§ **Tarefas**:
a: Resuma em duas frases o trecho sobre Wall-E e a saúde.
b: Dê continuidade ao trecho sobre Wall-E e a saúde a partir da última frase apresentada.

§ **Trecho selecionado**:
════════════════════
O filme Wall-E retrata uma Terra pós-apocalíptica destruída devido à poluição ambiental causada pela produção e consumismo desenfreado. Na produção, o homem é enviado ao espaço, porém continua sem consciência de seus atos. É sedentário e consome alimentos fast food, sem se importar com a quantidade dos resíduos gerados e sua destinação. Ao contrário do filme, nós ainda não temos a possibilidade de fugirmos para o espaço.

Leia também: A crise na saúde planetária

Dito isso: como o consumismo, a falta de consciência sobre escassez dos recursos e os problemas de saneamento básico impactam a saúde?  Não é tão simples responder essa pergunta, mas neste texto, eu compartilho algumas reflexões para pensarmos na importância deste assunto em uma perspectiva interdisciplinar.
════════════════════
§ **Material fornecido**:
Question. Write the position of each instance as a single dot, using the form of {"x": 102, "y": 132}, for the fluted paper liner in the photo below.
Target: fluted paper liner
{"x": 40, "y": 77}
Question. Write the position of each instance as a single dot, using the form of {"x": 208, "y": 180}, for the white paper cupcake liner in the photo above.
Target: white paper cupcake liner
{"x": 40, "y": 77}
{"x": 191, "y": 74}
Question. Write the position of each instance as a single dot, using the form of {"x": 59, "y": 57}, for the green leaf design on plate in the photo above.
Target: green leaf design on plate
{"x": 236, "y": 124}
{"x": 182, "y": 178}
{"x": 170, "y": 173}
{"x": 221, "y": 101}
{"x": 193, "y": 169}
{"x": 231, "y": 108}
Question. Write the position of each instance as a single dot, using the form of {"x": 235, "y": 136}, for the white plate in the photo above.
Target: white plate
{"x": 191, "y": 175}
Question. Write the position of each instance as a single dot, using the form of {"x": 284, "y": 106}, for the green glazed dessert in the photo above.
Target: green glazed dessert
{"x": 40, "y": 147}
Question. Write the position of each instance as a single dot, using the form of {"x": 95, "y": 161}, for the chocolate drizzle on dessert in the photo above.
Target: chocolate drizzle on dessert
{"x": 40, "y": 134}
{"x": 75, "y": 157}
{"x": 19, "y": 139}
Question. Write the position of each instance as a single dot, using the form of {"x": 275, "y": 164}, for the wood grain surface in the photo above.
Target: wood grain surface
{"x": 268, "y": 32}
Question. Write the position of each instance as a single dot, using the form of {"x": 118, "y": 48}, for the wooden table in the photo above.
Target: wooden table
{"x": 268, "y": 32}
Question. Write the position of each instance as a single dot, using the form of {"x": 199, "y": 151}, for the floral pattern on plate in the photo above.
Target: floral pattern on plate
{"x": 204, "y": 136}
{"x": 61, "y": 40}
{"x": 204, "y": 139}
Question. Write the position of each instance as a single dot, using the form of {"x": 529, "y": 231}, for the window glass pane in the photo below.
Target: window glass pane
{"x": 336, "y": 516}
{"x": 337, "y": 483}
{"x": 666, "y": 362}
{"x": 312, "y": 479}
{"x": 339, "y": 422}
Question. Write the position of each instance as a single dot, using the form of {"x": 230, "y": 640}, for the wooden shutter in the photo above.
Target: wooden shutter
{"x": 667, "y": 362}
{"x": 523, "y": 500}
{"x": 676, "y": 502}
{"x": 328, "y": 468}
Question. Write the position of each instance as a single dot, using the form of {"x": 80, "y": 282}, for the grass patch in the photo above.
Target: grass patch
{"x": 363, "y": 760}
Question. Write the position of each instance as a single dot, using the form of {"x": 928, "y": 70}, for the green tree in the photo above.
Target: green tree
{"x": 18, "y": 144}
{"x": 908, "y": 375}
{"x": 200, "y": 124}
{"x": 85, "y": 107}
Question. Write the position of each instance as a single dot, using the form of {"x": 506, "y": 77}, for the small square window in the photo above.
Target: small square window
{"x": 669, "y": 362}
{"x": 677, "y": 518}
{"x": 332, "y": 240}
════════════════════
§ **Respostas por tarefa**:
a: O filme Wall-E mostra uma Terra pós-apocalíptica destruída pela poluição causada pela produção e pelo consumismo desenfreado, com humanos enviados ao espaço que seguem sedentários, comendo fast food sem se importar com os resíduos gerados, e, ao contrário do filme, nós ainda não podemos fugir para o espaço. O texto então pergunta como o consumismo, a falta de consciência sobre a escassez dos recursos e os problemas de saneamento básico impactam a saúde, e propõe reflexões sobre o tema em uma perspectiva interdisciplinar.

b:
Recentemente, celebramos o Dia Mundial da Água (22 de Março, e será que há o que celebrar? O Instituto Trata Brasil divulgou um Ranking do saneamento básico, considerando as cinco regiões do Brasil: Norte, Nordeste, Sudeste, Sul e Centro-Oeste. 

A publicação destaca que o país ainda enfrenta muitos desafios para dar conta dos compromissos nacionais e internacionais sobre água tratada, coleta e tratamento de esgoto. 

Em 2020, o Brasil firmou o compromisso com  Novo Marco Legal do Saneamento (Lei Federal 14.026/2020), tendo como uma das metas, segundo o Art.11-B, garantir o fornecimento de água para 99% da população e garantir a coleta do tratamento de esgoto para  90% do país até 31 de dezembro de 2033, assim como metas quantitativas de não intermitência do abastecimento, de redução de perdas e de melhoria dos processos de tratamento.

Para se chegar à universalização seriam necessários investimentos de R$ 6,4 bilhões nos próximos 35 anos; recursos capazes de incorporar quase 2,5 milhões de pessoas no sistema de distribuição de água tratada e cerca de 6,3 milhões de pessoas no sistema de coleta de esgoto.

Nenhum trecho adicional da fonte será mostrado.